Records of labeled boxes
——

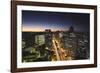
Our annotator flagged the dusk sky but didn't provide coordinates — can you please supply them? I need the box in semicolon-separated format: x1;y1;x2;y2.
22;10;90;32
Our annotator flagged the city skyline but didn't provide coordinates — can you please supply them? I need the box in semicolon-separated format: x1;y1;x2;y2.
22;10;90;32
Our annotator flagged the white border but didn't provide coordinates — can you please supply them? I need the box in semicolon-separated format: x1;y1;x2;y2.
17;5;94;68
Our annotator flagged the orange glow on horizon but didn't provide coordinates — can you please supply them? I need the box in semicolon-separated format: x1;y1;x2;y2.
22;27;67;32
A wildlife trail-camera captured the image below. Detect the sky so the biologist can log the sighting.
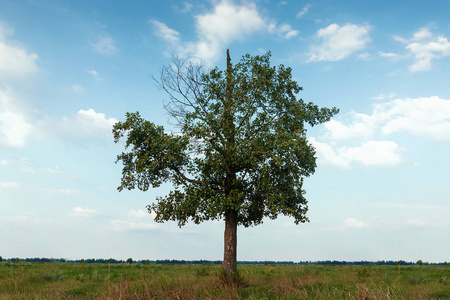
[0,0,450,262]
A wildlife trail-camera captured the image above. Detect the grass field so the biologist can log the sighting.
[0,262,450,299]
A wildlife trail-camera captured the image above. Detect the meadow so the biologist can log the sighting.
[0,262,450,300]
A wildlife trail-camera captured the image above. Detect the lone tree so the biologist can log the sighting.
[113,50,338,280]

——

Output every one of the lines above word for word, skipping the pictures.

• **OUTPUT FOR THIS EXERCISE**
Our annotator flagged the dusk sky but didn't provide coordinates — can you please supply them? I need the box in semicolon-separated format: x1;y1;x2;y2.
22;10;90;32
Our annotator flagged the city skyline but didn't provide coordinates — can you please supply them? I need the box in semicolon-separated format: x1;y1;x2;y2.
22;10;90;32
Our annotator flagged the white border but didn't provide coordinates — can you please supply them? I need the box in semicolon-separated format: x1;y1;x2;y2.
17;5;94;68
Our annotator flagged the orange glow on horizon but didn't provide coordinates — can you please supply them? I need the box in semicolon-separated format: x1;y1;x2;y2.
22;27;67;32
A wildlife trail-camera captured the image below. Detect the sky so the biologist can log the sighting.
[0,0,450,262]
A wildlife trail-camera captured the image above. Detect the grass field so the biologist can log the sighting.
[0,262,450,299]
A wildlife trail-camera captured the image above. Detect the meadow so the biologist can log the sighting.
[0,262,450,300]
A wildlife trail-camera captured the image above. Detect the lone tree so the biologist can log the sighting.
[113,50,338,280]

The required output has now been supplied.